#### Exercise requirements:
Please convert the items from the line containing "Accessibility service: describe where the green foliage" up to and including the line containing "left=0, top=395, right=800, bottom=533" into a Markdown table, leaving out blank lines. Give each line its own row, with the columns Row and Line.

#### Data listing:
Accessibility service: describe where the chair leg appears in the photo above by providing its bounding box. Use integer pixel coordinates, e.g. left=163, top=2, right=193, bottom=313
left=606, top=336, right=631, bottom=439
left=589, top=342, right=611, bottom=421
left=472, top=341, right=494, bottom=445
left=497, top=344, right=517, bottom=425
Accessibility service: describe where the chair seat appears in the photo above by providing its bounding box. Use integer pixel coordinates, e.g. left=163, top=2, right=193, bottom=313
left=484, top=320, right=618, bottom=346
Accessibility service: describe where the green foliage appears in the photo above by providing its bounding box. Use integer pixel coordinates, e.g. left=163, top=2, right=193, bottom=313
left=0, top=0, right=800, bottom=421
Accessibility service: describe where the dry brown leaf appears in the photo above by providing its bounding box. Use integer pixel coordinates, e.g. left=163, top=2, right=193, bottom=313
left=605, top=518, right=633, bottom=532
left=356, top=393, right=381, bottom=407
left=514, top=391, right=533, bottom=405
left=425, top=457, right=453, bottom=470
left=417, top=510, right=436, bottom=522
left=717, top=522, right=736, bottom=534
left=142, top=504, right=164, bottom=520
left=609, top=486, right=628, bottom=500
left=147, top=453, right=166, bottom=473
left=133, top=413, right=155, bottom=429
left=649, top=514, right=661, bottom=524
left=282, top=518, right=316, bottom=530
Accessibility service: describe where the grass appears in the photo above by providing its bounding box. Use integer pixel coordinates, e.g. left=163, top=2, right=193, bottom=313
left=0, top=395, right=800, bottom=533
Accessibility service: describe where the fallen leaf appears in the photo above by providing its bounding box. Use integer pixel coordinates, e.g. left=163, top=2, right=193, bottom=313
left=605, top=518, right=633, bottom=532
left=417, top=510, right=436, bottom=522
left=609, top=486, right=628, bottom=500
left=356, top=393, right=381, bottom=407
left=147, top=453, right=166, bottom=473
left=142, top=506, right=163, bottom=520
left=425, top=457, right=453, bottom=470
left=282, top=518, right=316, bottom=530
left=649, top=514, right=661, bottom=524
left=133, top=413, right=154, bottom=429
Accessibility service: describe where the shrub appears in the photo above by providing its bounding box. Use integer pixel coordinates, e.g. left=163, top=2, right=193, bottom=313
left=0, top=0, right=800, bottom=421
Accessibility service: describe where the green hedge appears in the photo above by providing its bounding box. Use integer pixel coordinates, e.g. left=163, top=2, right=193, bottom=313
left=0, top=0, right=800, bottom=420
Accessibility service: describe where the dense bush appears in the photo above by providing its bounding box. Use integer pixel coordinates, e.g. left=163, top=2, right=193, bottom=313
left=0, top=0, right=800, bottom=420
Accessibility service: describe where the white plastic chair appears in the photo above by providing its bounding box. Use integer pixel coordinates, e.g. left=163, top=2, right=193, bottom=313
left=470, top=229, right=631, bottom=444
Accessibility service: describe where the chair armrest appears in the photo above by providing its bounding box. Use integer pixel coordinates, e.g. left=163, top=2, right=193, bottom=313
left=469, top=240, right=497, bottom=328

#### Response to the exercise:
| Row | Line |
|---|---|
| 1 | Accessibility service: describe where the green foliage appears in the photo above by providing its bounding box. Use integer pixel coordinates, e.g. left=163, top=2, right=193, bottom=313 |
| 2 | left=0, top=0, right=800, bottom=421 |
| 3 | Accessibility service: describe where the dry brown leaf appears in the photo above by providing its bounding box. Use integer pixel coordinates, e.g. left=163, top=2, right=193, bottom=313 |
| 4 | left=605, top=518, right=633, bottom=532 |
| 5 | left=356, top=393, right=381, bottom=407 |
| 6 | left=514, top=391, right=533, bottom=405 |
| 7 | left=425, top=457, right=453, bottom=470 |
| 8 | left=417, top=510, right=436, bottom=522 |
| 9 | left=717, top=522, right=736, bottom=534 |
| 10 | left=142, top=504, right=164, bottom=520 |
| 11 | left=609, top=486, right=628, bottom=500 |
| 12 | left=147, top=453, right=166, bottom=473 |
| 13 | left=133, top=413, right=155, bottom=429 |
| 14 | left=649, top=514, right=661, bottom=524 |
| 15 | left=282, top=518, right=316, bottom=530 |
| 16 | Accessibility service: describe where the grass appears in the photo above by providing its bounding box. Use integer pixel coordinates, e.g. left=163, top=2, right=193, bottom=313 |
| 17 | left=0, top=395, right=800, bottom=533 |